Exercise —
With the pictures left out, restate every entry word for word.
□ □ □ □ □ □ □
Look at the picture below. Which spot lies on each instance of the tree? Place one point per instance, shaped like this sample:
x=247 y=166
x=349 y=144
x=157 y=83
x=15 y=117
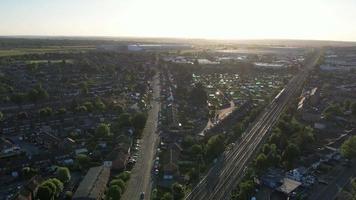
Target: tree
□ □ □ □ □ □ □
Exercise solution —
Look at the picture below. Which spot lies on each instance of the tree? Place one point per instance, shaped like this sample:
x=247 y=166
x=349 y=144
x=157 y=83
x=15 y=117
Target: tree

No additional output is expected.